### Exercise
Below are the records; locate each line with the word "Where" and copy it.

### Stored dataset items
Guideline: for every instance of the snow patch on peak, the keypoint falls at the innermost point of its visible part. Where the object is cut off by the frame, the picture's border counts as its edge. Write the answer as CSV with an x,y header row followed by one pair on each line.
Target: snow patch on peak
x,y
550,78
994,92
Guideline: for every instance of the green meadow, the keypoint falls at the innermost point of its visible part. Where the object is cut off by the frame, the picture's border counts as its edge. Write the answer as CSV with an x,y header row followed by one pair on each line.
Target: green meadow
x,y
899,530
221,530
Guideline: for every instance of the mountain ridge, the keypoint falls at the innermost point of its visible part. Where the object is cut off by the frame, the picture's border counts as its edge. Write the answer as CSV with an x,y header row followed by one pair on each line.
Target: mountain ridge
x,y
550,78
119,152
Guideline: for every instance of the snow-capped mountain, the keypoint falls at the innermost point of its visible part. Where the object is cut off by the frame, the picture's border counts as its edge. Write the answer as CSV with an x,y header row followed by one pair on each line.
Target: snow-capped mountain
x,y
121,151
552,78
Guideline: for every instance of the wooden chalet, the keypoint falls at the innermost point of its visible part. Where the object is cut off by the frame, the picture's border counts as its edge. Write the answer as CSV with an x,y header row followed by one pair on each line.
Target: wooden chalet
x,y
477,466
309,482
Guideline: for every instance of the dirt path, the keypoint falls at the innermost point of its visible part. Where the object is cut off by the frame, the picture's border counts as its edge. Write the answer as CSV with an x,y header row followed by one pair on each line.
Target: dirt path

### Answer below
Guideline: for every instance of the snow patch on peak, the keypoint falls at the innermost point of its visible part. Where the object is cut off by the frame, the picture's border counts as its edge. Write the answer as CSV with an x,y header row followed by one pair on each line.
Guideline: for every instance of the green meadow, the keypoint falls at the innermost point of its visible part. Where the object is cut off by the frame, the picture's border counts as its edge. Write the answer as CSV with an x,y header row followed by one pair on each line.
Guideline: for every instance of the mountain ridge, the keypoint falls at the innermost point of its visible part. Where the object is cut off by the frame, the picture's border counts as its edge. Write the answer as CSV with an x,y header row followed by one pair on each line.
Guideline: for every instance of the snow-capped mountain, the keypoint falls at the innermost point of its visible part. Where the object is cut off by the frame, the picture's border counts as its edge. Write the answer as CSV with an x,y header row followed by one pair on each line.
Guideline: for every instance of the wooden chalet, the keypoint falls at the innermost point of its visible part. Where the object is cut off by the frame, the picture's border counts as its edge. Write the answer as CSV with an x,y header row followed by one pair on each line.
Guideline: for every instance of the dirt path, the keypoint falls at the innermost point of its visible part. Where the object is cut off by the frame, the picture's border counts as its edge. Write the answer as CSV with an x,y header row followed by one pair on each line.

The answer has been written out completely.